_EXERCISE MATERIAL_

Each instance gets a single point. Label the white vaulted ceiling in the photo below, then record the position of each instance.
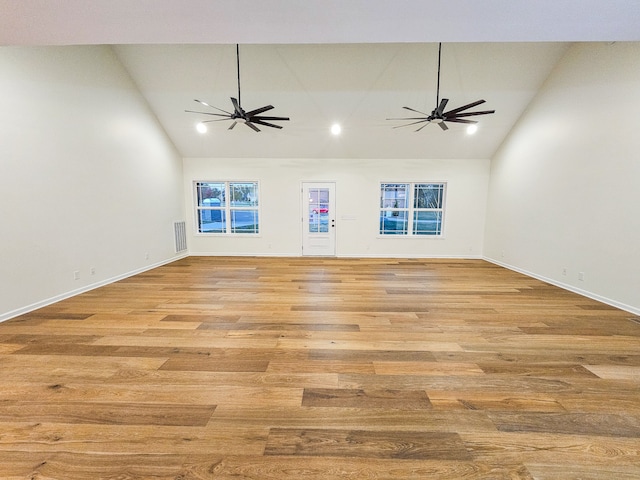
* * *
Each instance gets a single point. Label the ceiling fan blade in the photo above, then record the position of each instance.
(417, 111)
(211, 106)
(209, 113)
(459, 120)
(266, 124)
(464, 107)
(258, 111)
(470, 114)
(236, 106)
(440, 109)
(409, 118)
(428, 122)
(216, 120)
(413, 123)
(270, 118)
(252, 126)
* * *
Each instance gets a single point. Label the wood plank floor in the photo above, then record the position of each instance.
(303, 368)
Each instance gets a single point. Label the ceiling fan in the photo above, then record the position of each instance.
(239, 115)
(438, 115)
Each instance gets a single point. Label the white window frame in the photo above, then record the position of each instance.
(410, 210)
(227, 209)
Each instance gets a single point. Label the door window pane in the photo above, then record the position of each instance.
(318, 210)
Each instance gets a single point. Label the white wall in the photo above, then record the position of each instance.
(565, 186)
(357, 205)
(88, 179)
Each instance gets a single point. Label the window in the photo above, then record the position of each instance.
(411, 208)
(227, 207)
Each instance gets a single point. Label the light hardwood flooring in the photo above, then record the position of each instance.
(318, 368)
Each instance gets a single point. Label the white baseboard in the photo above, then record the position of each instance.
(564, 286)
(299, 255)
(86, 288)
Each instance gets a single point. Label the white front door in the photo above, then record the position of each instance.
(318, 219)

_SET TASK_
Pick out and copy every line of the records above that contains the word "window".

_OUTPUT FOR THIS TASK_
Each instance gets a single point. Label the white window frame in the photo above, then record the position of each instance.
Each instance gets a single point. Label the door window pane in the photo above, then record the position of each instance.
Each instance gets a single point. Label the window in the photo above, then record the position of each instance.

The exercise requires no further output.